#### Extract:
* BEGIN *

Lawsuits were a useful wedge for handicapped-student advocates who otherwise had suffered years of neglect at the hands of local and state school officials and legislative bodies. However, the judicial process was not completely satisfying. Ultimately, even if all court cases were favorable, the financial resources necessary for expanding school services would have to come from a legislative body.


Because of increasing publicity, fear that judicial opinions might result in distasteful mandates, or as a genuine belief that it was the right thing to do, both state and federal legislators increasingly paid attention to handicapped issues throughout the early 1970s. However, neither conventional interest groups such as teachers, administrators, or school board associations, nor local or state officials were particularly active in initiating legislative programs. Rather, as with ESEA, there was a somewhat shapeless over reaching approval that served as an umbrella legitimating specific efforts of one senator and several key congressional staff members. A major distinction is that, unlike ESEA-which was initiated and engineered to enactment by executive branch staff-crucial proponents were employees of the legislative branch in the instance of EHCA.


In 1976, the Democratic party hoped to have a major new education initiative for campaign purposes. Senator Harrison Williams of New Jersey was the newly named chairman of the Senate Committee on Labor and Public Welfare. As with the Democratic party generally, Williams particularly desired an important issue for his committee. Williams had become informed about special education as a participant in national meetings conducted by the Education Commission of the States. All of these events predisposed him toward a special-education issue. One of William’s staff members also had an interest in special education, and she joined with an influential staff member from the House Select Committee on Education to form an effective team. They began to formulate the fundamental principles of the Education for All Handicapped Children Act.

* END *

#### Entries:

* BEGIN *

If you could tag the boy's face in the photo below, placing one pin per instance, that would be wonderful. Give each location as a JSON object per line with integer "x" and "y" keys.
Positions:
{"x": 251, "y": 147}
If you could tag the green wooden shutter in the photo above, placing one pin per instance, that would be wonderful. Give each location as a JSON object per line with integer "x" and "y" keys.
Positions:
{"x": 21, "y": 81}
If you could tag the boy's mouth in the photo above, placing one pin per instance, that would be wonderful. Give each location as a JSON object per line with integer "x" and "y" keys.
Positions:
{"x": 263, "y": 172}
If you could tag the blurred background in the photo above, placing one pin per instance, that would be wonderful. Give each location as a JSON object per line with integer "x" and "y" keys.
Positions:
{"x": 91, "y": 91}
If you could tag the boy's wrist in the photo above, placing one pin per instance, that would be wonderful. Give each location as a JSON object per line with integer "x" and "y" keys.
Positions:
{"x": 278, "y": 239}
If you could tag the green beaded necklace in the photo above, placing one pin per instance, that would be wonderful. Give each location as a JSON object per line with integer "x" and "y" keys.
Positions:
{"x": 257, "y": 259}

* END *

#### Written problem:
Please reproduce the passage on special-education legislation word for word, in full. The items are separate material and are not part of the passage on special-education legislation.

#### Response for this exercise:
Lawsuits were a useful wedge for handicapped-student advocates who otherwise had suffered years of neglect at the hands of local and state school officials and legislative bodies. However, the judicial process was not completely satisfying. Ultimately, even if all court cases were favorable, the financial resources necessary for expanding school services would have to come from a legislative body.


Because of increasing publicity, fear that judicial opinions might result in distasteful mandates, or as a genuine belief that it was the right thing to do, both state and federal legislators increasingly paid attention to handicapped issues throughout the early 1970s. However, neither conventional interest groups such as teachers, administrators, or school board associations, nor local or state officials were particularly active in initiating legislative programs. Rather, as with ESEA, there was a somewhat shapeless over reaching approval that served as an umbrella legitimating specific efforts of one senator and several key congressional staff members. A major distinction is that, unlike ESEA-which was initiated and engineered to enactment by executive branch staff-crucial proponents were employees of the legislative branch in the instance of EHCA.


In 1976, the Democratic party hoped to have a major new education initiative for campaign purposes. Senator Harrison Williams of New Jersey was the newly named chairman of the Senate Committee on Labor and Public Welfare. As with the Democratic party generally, Williams particularly desired an important issue for his committee. Williams had become informed about special education as a participant in national meetings conducted by the Education Commission of the States. All of these events predisposed him toward a special-education issue. One of William’s staff members also had an interest in special education, and she joined with an influential staff member from the House Select Committee on Education to form an effective team. They began to formulate the fundamental principles of the Education for All Handicapped Children Act.